— begin EXTRACTED DATA —

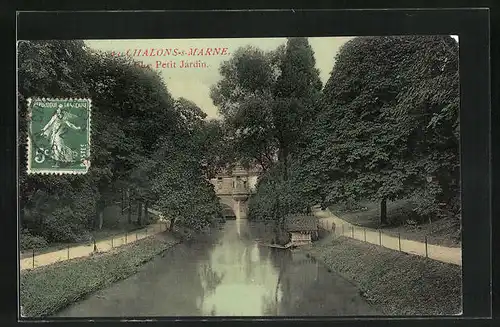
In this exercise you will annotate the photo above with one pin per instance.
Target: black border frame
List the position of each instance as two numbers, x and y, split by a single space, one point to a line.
472 26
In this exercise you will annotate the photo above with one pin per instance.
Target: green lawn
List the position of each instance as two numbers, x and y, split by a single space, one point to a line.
48 289
443 232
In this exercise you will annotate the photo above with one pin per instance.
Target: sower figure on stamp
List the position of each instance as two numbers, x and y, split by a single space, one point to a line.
54 131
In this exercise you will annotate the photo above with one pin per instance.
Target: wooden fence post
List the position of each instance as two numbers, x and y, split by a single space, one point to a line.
426 253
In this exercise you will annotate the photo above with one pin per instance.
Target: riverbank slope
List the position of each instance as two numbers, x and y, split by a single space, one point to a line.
48 289
395 283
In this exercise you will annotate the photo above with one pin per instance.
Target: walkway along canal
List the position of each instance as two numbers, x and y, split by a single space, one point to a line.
227 274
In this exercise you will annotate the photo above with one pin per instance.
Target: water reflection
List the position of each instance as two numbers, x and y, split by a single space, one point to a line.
247 280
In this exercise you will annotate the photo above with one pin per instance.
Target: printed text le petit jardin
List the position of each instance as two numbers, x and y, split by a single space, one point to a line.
173 52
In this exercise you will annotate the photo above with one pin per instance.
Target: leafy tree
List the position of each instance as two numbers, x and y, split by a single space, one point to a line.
134 119
373 133
268 99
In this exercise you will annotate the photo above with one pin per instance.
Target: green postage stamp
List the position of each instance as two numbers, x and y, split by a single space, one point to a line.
58 136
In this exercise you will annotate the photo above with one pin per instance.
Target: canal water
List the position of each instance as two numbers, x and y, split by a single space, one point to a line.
227 274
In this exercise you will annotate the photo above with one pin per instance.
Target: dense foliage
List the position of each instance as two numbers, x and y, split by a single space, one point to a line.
384 127
134 121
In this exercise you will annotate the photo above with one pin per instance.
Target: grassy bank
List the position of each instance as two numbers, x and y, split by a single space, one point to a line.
444 231
48 289
393 282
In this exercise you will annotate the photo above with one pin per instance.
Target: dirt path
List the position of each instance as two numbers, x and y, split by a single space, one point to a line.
440 253
86 250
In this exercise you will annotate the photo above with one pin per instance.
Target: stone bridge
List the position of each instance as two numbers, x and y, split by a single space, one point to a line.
233 189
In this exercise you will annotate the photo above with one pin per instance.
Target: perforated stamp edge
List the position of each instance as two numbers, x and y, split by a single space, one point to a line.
32 171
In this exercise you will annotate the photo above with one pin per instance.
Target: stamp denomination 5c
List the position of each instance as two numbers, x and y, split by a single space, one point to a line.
59 136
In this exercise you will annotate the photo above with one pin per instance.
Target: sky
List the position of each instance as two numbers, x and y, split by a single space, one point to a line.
194 83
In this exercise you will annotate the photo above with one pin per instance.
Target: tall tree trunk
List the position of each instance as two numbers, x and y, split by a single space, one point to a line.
139 213
129 213
99 214
146 213
123 202
383 211
283 159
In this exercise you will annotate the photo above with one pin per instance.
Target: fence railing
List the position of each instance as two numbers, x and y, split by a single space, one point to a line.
394 241
96 246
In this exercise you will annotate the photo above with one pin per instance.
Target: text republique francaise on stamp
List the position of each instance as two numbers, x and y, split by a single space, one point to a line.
59 136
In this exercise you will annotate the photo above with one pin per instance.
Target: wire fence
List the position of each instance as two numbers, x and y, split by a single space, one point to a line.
95 246
394 241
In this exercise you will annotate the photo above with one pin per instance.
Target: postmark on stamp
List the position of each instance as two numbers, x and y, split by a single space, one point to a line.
58 136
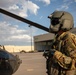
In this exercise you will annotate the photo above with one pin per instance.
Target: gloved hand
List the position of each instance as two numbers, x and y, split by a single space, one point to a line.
52 51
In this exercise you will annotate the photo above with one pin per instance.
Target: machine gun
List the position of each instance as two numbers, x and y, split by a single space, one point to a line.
15 59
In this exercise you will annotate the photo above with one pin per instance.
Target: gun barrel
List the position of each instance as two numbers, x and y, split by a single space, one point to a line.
24 20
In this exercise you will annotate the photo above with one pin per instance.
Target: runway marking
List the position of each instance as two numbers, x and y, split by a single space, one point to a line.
30 69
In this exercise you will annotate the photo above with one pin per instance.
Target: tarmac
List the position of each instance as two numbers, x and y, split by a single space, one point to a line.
32 64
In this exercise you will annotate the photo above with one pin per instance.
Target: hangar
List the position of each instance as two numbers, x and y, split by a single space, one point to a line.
43 42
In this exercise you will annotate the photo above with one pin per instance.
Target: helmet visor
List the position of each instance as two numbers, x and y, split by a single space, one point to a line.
55 21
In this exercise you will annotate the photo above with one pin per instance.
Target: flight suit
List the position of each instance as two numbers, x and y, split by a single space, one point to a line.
63 61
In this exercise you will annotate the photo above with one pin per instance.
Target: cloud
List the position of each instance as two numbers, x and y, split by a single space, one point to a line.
20 7
11 33
65 5
47 2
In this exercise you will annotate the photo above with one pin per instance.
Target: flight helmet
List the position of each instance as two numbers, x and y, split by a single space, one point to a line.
60 20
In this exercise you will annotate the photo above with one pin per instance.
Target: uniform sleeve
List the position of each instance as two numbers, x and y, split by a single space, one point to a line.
64 60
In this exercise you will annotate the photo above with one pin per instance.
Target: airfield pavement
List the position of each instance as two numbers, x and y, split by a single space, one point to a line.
32 64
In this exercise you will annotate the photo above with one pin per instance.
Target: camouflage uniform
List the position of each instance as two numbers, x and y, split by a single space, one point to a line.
63 62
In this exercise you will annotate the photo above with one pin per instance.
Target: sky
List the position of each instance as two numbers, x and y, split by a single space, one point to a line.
14 32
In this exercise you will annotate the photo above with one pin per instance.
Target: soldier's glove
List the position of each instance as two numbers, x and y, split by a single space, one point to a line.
52 51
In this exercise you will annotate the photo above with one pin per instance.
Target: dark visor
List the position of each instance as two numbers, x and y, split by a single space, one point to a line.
55 21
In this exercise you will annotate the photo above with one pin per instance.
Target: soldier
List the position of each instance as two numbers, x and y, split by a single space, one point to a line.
62 55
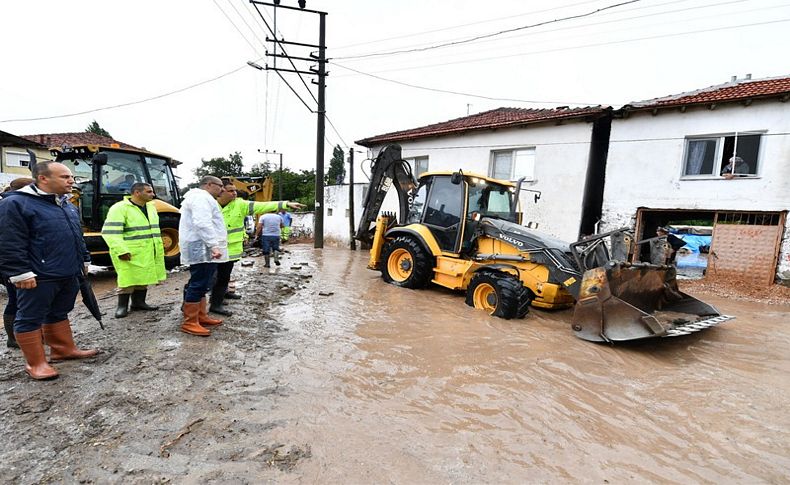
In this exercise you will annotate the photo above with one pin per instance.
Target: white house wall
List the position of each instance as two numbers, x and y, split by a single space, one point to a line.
646 161
561 155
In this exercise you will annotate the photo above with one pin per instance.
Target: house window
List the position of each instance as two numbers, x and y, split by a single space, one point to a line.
710 155
513 164
419 165
17 159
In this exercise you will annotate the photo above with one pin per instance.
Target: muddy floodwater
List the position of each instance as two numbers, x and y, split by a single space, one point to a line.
326 374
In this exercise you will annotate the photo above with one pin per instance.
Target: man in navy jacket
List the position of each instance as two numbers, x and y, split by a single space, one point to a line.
42 252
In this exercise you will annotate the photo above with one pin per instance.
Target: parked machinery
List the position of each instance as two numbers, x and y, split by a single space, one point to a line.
104 175
463 231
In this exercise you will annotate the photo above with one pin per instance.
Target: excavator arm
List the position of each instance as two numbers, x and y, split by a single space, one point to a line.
387 171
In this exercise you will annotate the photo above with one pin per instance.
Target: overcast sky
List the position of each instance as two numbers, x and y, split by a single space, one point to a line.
68 57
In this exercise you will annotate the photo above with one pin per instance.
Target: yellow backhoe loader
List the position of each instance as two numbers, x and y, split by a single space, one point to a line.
463 231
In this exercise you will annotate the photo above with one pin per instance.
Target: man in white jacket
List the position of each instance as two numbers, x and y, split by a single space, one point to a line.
204 242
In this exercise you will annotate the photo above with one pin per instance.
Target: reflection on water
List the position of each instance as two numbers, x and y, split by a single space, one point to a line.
393 385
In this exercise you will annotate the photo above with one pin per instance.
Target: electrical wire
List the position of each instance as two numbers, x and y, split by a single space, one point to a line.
122 105
237 29
493 34
600 44
453 27
459 93
618 20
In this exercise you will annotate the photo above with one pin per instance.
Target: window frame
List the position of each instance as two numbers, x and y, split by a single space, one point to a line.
532 177
719 163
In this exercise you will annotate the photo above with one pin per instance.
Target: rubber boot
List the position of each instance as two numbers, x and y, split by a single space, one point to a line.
123 305
190 324
138 301
61 342
216 305
203 317
8 323
36 364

— end EXTRACTED DATA —

Pull out each line of the records above that contains the word "green", listing them in the order they appear.

● EXPECTED ANSWER
Target: green lawn
Target: green postage stamp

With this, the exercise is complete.